Excerpt from a dataset
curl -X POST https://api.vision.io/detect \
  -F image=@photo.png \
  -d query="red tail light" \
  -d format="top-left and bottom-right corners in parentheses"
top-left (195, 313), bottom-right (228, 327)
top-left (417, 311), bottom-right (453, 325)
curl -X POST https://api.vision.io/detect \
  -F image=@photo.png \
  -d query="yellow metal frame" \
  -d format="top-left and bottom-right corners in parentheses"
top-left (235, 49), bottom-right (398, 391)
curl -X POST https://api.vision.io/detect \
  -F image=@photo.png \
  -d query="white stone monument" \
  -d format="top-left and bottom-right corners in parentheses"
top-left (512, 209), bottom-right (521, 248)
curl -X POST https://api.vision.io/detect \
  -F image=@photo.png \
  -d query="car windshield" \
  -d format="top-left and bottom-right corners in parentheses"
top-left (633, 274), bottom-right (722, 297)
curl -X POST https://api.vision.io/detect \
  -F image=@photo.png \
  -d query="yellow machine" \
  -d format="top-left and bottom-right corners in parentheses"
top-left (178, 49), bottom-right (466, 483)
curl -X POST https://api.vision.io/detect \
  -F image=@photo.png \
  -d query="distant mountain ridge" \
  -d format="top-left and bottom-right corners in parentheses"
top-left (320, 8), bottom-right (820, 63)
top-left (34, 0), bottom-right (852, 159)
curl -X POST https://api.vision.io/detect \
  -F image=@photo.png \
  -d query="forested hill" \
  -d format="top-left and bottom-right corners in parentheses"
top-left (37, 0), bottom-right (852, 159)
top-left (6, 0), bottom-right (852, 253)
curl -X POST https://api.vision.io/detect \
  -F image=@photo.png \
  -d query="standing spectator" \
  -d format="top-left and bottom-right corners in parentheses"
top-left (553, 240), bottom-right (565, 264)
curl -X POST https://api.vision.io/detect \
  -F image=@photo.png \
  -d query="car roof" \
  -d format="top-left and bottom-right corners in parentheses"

▶ **Work to do**
Collect every line of the records above that contains the word "yellow", and copy each one as it appears.

▶ **Answer in full**
  -d query="yellow metal frame" \
  -d query="yellow machine" \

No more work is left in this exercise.